Recorded data:
- Opening Delimiter -

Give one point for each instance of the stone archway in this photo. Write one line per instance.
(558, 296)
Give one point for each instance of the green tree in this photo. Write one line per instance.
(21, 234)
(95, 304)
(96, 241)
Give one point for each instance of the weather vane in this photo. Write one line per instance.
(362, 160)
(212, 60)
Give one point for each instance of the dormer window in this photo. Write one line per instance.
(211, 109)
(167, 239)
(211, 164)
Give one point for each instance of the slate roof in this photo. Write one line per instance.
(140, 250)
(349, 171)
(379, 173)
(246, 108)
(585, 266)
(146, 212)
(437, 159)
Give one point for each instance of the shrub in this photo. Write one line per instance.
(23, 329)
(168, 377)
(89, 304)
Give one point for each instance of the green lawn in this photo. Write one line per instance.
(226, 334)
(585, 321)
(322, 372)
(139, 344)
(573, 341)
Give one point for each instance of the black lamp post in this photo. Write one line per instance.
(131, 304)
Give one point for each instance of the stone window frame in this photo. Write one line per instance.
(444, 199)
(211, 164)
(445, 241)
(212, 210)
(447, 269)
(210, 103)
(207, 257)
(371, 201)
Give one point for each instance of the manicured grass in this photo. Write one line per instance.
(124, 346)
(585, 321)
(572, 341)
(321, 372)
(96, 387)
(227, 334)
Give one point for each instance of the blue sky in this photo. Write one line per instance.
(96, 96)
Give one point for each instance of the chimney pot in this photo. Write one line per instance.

- Closing Delimiter -

EXERCISE INSTRUCTIONS →
A complete, exact copy of the records is what is needed.

OUTPUT BELOW →
Give one point for each instance of the stone archway in this photo. Write one line per instance.
(558, 296)
Give one point for each instance of the green tree in this photo. Write one line per instance.
(21, 234)
(95, 304)
(96, 241)
Give one point for each instance of the weather vane in this photo. Write one line per instance.
(362, 160)
(212, 60)
Give one point for each instance of the dormer window in this photo. Write one line per instance.
(211, 109)
(167, 239)
(211, 164)
Give one point for each instance of the slate roof in this photo. Write one line per instance.
(140, 250)
(349, 171)
(379, 173)
(246, 108)
(585, 266)
(146, 212)
(437, 159)
Give one point for each instance of the shrub in this photo. Write one line per instance.
(23, 329)
(168, 377)
(89, 304)
Give one point for each instance of the green lawn in this photo. Write one line per instance.
(226, 334)
(585, 321)
(322, 372)
(139, 344)
(573, 341)
Give one point for each instance of the black lamp post in this photo. Write one line per instance.
(131, 304)
Give one point for each instance of the stone window frame in this photo. Write one line per instance.
(444, 199)
(211, 164)
(445, 241)
(212, 210)
(447, 269)
(210, 103)
(207, 257)
(371, 201)
Give one point for each instance of the manicured grass in this photo. Write one line per instance.
(124, 346)
(585, 321)
(572, 341)
(321, 372)
(96, 387)
(227, 334)
Give one point for each instance of the blue sky in this photo. Write one line per instance.
(96, 96)
Give one point for each instance of the chimney pot in this photo. Write one line per instance.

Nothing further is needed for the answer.